■ WORK TO COMPLETE
Reproduce every one of the rows below word for word, keeping each line and its order unchanged.
::::::
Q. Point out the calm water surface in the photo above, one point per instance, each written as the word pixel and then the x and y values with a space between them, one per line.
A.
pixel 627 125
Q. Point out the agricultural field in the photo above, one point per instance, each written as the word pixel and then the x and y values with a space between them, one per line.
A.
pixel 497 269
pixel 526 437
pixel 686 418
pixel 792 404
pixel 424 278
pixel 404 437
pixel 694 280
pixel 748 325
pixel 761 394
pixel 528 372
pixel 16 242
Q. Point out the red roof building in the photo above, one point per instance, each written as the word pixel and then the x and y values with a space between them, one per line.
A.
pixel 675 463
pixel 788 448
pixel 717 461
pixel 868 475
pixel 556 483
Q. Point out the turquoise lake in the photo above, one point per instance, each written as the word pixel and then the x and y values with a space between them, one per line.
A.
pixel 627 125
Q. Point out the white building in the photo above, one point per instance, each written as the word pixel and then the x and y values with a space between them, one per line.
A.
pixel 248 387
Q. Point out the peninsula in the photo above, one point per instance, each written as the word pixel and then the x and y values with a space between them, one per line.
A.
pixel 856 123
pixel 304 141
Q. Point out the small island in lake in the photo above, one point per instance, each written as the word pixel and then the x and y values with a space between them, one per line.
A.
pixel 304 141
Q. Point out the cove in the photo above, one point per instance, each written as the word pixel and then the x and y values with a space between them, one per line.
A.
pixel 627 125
::::::
■ ANSWER TO THE EXERCISE
Q. Point out the calm water surface in the photo above, one point per instance, each written as the word pixel and then the x and y values with a space between them, one per line.
A.
pixel 627 125
Q. Point out the agricultural field in the photo above, one point per instance, each written as the word pixel and then the x and y values with a space between them, one per line.
A.
pixel 497 269
pixel 526 437
pixel 686 418
pixel 792 404
pixel 424 278
pixel 404 437
pixel 694 280
pixel 748 325
pixel 761 394
pixel 528 372
pixel 16 242
Q. Point out the red roof building in the photo above, one point per instance, each written as the word pixel and then the x and y values with a space between them, one per line.
A.
pixel 675 463
pixel 788 448
pixel 717 461
pixel 868 475
pixel 556 483
Q. Point out the turquoise lake in the photo above, one point per instance, each written as the word pixel and then the x and y values with a space between them, one per line.
A.
pixel 627 125
Q. Point out the white building in the photo above, one point per instance, each written as the word pixel and then the x and y values with a space between them, one per line.
A.
pixel 248 387
Q. Point out the peninsula in the photo above, one point per instance, each written as the word pixel and then the x and y values with a space between them, one per line.
A.
pixel 856 123
pixel 304 141
Q. Point out the small island in lake in the photo above, one point per instance, each written as the word pixel and then the x and y values with a space between them, one per line.
A.
pixel 304 141
Q. Point out the cove in the photo above, one point per instance, each written as the word pixel and then the x and y values with a space between them, one per line.
A.
pixel 627 125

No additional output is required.